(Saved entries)
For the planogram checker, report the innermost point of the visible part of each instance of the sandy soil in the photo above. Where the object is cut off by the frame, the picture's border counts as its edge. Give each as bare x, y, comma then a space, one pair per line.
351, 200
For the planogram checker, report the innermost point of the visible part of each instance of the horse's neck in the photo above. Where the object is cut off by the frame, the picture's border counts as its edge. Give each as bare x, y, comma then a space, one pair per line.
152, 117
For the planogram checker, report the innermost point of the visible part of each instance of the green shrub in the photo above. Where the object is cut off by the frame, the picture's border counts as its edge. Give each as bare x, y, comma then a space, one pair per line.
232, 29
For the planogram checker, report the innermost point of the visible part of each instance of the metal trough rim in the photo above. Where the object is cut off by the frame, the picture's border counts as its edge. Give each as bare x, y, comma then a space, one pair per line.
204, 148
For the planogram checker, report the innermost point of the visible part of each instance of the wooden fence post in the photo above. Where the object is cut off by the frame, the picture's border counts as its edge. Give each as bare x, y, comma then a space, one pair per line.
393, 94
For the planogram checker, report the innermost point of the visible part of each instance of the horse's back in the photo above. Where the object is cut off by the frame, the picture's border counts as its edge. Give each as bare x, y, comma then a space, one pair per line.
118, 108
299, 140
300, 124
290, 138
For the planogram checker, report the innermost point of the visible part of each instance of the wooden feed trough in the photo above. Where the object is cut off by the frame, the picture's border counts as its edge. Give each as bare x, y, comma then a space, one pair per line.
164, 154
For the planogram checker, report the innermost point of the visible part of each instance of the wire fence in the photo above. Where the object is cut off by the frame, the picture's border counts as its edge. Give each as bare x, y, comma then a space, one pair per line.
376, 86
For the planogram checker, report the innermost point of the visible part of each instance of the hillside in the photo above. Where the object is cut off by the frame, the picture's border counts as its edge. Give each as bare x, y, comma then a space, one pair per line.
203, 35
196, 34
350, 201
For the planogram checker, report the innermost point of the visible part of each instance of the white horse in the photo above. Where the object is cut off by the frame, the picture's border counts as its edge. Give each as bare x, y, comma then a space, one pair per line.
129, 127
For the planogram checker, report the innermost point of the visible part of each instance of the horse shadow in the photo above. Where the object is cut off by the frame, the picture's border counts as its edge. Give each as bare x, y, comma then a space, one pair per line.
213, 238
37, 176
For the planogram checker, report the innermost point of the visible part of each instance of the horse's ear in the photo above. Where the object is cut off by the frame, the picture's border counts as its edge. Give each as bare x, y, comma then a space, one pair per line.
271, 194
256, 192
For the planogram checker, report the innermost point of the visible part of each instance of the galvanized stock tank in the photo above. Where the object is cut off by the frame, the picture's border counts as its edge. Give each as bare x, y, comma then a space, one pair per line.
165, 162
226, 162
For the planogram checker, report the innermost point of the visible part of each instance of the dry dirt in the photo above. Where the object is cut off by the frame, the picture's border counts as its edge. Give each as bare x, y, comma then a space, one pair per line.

EXERCISE BRIEF | Give the records above again, word for word.

RESULT BELOW |
For the planogram checker, report the innermost point of the visible part of each instance of the sandy soil in the photo above. Where the object is cut off by the frame, the picture's border counts as its edge. Give each as bare x, y, comma then a space, one pair per line.
351, 200
For the planogram checker, report the innermost point of the visible part of each instance of the horse's neck in the photo above. Where the object is cut off by the frame, the picture's border counts as its edge. Give each as bare x, y, comma then a space, one pair per line.
152, 117
For the planogram checker, report the innermost point of the visible part of each instance of the green shrub in the photo above. Where the object is cut off by the frame, the picture's border counts as its edge. Give each as bare x, y, comma then a space, one pair per line.
232, 29
For the planogram checker, report the innermost point of the visible part of each instance of the metal trough rim in the photo above. Where the object is cut off by the frame, the picture's border counts as its edge. Give each as bare x, y, comma then a space, one pair per line.
204, 148
For the planogram checker, report the innermost point of the visible part of each instance of the wooden fence post in the photo above. Where the object is cut off by the frame, the picture's border counts as its edge. Give each as bare x, y, comma then a space, one pair per line.
393, 94
For the planogram checker, report the innermost point of the visible part of each instance of the horse's back in the photo above. Where the object is cut off by the frame, the picture's border counts as its edge. Give each as bare x, y, comma then a space, one pair per line.
118, 108
299, 140
300, 124
290, 138
For the planogram checker, report the innermost point of the visible part of each instance of the wooden feed trough in the photo above. Where the object is cut off by the frame, the picture's border counts as its edge. Give each as bare x, y, comma then a space, one pair per line.
164, 154
For the planogram checker, report the innermost point of the visible part of each instance of the wire fence in the photo above. Where the object is cut off by the frame, the picture's border counts as its edge. Give each as bare x, y, comma then a space, one pair per line.
376, 86
For the planogram checker, report the innermost point of the visible part of each instance of the hillside in the photo above. Where the object is cut off by the frame, the picture's border counts as its edge. Give each as bare x, y, comma then a space, one pair per line.
203, 35
196, 34
350, 201
For the planogram checker, report the innermost point of the visible part of each instance of the white horse in the photo above. Where the object is cut off by the frame, the picture's border counts as its edge. Give each as bare x, y, comma then a space, one pair per line.
129, 127
For the planogram checker, report the innermost point of the visible part of each instance of the horse shadow in the photo above. Where the object is cut off by the frame, the picture's border counts as its edge. Give each as bare x, y, comma then a space, one pair per line.
213, 238
37, 176
For the planogram checker, report the innermost point of the visible part of each instance of the horse's ear in the photo above. Where the object is cut off by the frame, the picture's border counts as its edge. Give each as bare x, y, comma then a space, one pair per line.
271, 194
256, 192
For the planogram checker, report the innermost point of the visible part of each instance of the galvanized stock tank in the photo above. Where the object is cut off by the frame, the picture's border counts as its edge. Give each as bare x, y, comma then a space, one pair per line.
165, 162
226, 162
For the planogram checker, report the innermost point of the visible part of each instance of the dry dirt in the photo above. Where the object is cut off by the frame, the picture's border counts as its edge. Give each as bare x, y, comma then a space, one pair per line.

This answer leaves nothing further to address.